** Start **

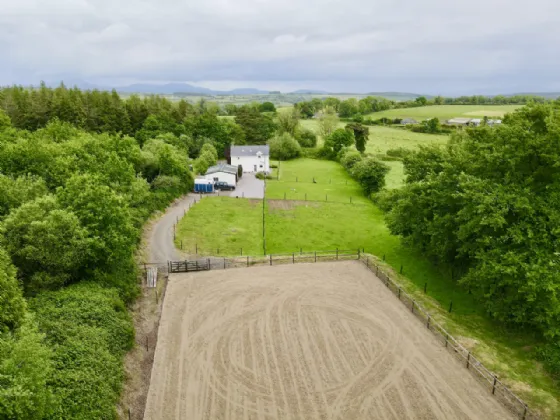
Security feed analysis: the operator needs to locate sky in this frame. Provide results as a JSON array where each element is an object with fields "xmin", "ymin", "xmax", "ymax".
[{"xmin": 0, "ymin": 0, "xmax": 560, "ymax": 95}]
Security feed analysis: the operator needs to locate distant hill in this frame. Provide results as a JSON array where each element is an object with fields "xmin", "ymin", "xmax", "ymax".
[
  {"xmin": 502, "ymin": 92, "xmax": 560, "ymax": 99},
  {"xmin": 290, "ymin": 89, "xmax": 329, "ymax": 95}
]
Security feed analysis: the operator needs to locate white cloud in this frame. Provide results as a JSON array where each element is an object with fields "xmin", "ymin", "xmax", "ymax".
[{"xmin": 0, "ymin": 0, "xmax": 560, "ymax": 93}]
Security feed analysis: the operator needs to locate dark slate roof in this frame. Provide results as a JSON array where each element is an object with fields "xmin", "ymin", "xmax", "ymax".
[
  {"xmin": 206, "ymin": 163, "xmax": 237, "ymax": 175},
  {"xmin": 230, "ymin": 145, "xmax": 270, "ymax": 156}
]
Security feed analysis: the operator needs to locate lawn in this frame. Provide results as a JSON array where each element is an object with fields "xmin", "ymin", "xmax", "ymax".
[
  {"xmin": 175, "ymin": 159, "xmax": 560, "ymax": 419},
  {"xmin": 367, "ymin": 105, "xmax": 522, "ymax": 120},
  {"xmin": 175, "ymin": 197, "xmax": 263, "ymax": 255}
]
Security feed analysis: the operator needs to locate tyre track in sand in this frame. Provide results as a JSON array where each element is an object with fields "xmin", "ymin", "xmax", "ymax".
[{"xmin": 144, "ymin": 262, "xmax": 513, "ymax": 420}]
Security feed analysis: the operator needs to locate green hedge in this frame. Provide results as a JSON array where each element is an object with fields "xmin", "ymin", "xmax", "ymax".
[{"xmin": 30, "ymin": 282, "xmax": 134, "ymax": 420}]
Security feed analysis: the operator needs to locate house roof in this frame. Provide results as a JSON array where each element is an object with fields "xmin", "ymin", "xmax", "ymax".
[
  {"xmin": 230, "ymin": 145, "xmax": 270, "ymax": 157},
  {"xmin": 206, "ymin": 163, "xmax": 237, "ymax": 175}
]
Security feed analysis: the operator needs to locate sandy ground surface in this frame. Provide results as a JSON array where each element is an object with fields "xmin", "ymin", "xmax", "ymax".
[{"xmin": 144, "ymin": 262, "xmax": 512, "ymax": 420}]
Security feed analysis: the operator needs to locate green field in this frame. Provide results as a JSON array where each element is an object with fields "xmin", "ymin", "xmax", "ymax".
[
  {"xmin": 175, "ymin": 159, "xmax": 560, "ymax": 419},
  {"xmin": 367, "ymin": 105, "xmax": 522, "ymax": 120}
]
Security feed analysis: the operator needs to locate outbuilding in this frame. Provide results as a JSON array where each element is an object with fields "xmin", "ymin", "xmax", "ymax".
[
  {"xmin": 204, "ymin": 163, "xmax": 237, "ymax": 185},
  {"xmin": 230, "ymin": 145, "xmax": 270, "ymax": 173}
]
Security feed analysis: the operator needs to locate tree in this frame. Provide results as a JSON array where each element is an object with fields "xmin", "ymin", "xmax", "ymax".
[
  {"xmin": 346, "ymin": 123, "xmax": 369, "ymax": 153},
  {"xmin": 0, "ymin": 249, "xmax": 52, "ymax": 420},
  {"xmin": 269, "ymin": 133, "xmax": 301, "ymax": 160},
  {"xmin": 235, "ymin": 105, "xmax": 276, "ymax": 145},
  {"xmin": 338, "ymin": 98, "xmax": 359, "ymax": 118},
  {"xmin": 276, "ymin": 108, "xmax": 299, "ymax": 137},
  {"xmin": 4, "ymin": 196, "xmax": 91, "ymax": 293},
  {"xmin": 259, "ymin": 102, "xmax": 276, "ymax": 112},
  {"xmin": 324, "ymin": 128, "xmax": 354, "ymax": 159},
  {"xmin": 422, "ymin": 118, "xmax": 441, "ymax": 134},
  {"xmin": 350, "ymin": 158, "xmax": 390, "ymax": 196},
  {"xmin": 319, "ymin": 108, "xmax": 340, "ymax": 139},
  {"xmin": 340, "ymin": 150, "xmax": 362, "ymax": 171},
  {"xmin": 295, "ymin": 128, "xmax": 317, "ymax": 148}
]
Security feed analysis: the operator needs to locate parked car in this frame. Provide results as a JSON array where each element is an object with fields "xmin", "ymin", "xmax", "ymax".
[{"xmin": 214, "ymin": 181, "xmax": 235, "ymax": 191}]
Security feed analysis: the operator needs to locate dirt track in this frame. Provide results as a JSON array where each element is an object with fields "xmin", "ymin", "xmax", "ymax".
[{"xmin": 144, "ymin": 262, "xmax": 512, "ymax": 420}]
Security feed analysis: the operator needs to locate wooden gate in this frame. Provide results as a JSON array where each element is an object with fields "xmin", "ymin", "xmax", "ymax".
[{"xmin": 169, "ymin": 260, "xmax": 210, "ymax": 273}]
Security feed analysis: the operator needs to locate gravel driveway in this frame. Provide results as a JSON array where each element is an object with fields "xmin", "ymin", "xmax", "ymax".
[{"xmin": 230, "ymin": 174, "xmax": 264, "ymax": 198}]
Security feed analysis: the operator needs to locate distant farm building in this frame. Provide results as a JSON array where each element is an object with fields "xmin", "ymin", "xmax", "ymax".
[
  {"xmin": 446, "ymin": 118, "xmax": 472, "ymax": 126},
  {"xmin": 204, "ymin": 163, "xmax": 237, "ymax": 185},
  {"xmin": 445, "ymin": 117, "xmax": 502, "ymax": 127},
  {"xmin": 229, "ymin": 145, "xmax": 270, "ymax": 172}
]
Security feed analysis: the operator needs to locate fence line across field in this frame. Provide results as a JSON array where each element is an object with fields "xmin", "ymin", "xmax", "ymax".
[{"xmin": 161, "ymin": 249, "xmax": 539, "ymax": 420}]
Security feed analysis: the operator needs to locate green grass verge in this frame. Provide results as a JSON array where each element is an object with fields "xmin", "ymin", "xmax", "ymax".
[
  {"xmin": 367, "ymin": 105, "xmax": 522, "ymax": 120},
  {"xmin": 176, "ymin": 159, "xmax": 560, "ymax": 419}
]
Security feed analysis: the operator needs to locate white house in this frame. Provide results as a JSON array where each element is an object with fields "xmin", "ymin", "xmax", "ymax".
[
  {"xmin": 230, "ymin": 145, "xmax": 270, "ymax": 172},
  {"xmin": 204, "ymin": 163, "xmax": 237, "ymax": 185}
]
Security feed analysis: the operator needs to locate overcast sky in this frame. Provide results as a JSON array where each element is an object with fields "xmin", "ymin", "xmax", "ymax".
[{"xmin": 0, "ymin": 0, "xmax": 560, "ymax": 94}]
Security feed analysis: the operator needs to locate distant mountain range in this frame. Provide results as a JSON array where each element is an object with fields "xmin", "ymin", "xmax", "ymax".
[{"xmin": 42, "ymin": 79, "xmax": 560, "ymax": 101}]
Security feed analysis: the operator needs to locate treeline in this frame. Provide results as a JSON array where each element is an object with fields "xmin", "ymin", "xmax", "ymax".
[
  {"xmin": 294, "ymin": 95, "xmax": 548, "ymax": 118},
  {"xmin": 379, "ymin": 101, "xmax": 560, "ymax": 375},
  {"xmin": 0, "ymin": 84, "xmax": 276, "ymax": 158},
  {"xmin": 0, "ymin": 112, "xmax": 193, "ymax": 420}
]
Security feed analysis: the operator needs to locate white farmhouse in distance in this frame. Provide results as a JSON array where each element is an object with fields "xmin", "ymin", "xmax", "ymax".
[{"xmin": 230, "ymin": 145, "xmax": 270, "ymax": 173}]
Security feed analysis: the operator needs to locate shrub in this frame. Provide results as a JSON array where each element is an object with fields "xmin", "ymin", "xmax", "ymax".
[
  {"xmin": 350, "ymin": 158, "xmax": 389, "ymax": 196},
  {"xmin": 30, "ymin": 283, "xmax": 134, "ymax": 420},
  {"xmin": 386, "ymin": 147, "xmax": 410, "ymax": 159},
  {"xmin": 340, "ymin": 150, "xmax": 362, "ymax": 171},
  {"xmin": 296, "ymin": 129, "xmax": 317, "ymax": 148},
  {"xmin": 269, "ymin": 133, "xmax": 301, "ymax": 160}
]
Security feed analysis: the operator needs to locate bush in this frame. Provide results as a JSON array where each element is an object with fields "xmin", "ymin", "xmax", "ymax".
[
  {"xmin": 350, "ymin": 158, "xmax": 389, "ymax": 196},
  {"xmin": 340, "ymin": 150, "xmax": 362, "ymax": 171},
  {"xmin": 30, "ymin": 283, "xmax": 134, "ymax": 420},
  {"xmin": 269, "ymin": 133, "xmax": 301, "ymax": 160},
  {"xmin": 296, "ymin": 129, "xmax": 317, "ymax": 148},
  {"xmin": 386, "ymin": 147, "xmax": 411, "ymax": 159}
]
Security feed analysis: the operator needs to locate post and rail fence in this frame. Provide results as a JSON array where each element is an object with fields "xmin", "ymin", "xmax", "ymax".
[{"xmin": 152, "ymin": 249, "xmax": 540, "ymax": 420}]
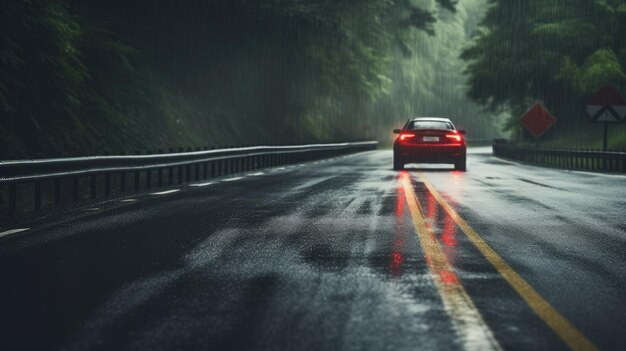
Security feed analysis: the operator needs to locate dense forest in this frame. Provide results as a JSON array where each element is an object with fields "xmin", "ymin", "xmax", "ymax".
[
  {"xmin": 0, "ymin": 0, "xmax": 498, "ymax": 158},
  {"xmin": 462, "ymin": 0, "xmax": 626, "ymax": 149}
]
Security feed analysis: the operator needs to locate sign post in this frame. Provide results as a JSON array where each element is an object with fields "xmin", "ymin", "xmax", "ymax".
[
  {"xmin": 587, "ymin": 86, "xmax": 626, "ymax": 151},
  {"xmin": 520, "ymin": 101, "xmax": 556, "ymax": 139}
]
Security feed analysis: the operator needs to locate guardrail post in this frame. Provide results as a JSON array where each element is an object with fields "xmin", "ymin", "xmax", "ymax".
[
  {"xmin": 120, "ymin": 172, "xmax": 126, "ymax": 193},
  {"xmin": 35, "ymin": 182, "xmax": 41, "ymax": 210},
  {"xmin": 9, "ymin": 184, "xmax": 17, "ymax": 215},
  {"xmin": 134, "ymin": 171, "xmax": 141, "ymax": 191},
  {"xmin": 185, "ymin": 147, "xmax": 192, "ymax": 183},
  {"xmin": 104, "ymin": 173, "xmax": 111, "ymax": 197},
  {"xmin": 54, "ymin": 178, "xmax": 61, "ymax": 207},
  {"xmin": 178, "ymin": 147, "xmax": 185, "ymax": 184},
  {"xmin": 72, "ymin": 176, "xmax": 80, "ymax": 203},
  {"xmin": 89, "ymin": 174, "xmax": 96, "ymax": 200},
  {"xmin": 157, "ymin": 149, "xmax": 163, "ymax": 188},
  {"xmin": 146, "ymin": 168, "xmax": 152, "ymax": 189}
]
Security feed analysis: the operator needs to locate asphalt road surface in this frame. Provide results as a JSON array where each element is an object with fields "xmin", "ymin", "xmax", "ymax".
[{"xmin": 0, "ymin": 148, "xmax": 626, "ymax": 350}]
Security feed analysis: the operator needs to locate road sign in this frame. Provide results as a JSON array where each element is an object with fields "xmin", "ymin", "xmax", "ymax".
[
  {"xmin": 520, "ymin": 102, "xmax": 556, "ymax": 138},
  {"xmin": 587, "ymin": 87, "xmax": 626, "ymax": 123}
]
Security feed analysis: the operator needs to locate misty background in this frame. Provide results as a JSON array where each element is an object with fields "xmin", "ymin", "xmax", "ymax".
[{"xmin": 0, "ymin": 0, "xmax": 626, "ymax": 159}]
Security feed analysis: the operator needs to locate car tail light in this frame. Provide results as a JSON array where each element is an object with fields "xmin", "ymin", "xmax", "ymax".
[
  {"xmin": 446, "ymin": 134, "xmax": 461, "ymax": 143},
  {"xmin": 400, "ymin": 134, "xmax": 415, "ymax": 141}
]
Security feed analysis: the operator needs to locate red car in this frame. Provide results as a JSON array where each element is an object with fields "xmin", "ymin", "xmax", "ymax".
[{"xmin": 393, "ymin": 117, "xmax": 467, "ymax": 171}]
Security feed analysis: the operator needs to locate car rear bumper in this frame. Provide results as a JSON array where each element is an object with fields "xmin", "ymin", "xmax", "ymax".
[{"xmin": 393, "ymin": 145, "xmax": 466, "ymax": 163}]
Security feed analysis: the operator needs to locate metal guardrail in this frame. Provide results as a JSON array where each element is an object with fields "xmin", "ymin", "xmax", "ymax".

** End **

Stated goal.
List every line above that contains the word "track".

Correct output.
Security feed analysis: the operator needs to locate tyre track in sand in this frame. Provide results as a JSON array where each element is an object with fields "xmin", "ymin", "xmax", "ymax".
Security feed analysis: the operator needs to locate dirt track in this frame. Provide results as a JSON array where each element is an object with fields "xmin", "ymin", "xmax", "ymax".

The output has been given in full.